BRIEF A =>
Repeat the passage of the article on Government 3.0 from "The Australian Public" to "conditions it now operates within.".

PASSAGE TO READ =>
*****
Insights

Capabilities of the Future: What might Government 3.0 look like?

Date Posted:24 March 2026
Author:David Baber

What might Government 3.0 look like? 

Rewiring Capability, Not Just Reforming Government 

By David Baber, Senior Partner, Future Leadership 

The Australian Public Service is standing at an inflection point. The question is no longer whether government needs to transform, but whether its capabilities, systems, and capacity can keep pace with the conditions it now operates within. 

What is emerging is not incremental reform, but the early shape of Government 3.0: a model defined by real-time responsiveness, AI-augmented decision-making, and system-wide capability orchestration. The risk is that we attempt to reach this future with institutions still designed for Government 2.0, hierarchical, process-bound, and optimised for control rather than cognition. 

Context: Volatility Only Continues to Increase

Three forces are converging across all tiers of government, and none of them are temporary. 

Demand has become nonlinear. Health, housing, climate, and social services are no longer predictable policy domains. Jobs and Skills Australia finds that productivity is now less about efficiency and more about how well systems match skills, participation, and capital in real time. 

AI is compressing decision cycles, not simply automating tasks but reshaping how work is defined. The shift is toward blended roles requiring both technical and human capabilities, with a 50/50 convergence expected across most jobs. In government, this collapses the distinction between policy, delivery, and data.
*****
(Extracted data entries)
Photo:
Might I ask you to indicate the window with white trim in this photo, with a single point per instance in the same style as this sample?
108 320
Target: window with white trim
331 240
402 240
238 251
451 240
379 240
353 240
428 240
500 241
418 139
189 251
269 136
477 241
*****
BRIEF B =>
Rewrite every data row above in full, requests included, shifting each coordinate in the answers by -10.

CORRECT ANSWER A =>
The Australian Public Service is standing at an inflection point. The question is no longer whether government needs to transform, but whether its capabilities, systems, and capacity can keep pace with the conditions it now operates within.

CORRECT ANSWER B =>
Photo:
Might I ask you to indicate the window with white trim in this photo, with a single point per instance in the same style as this sample?
108 320
Target: window with white trim
321 230
392 230
228 241
441 230
369 230
343 230
418 230
490 231
408 129
179 241
259 126
467 231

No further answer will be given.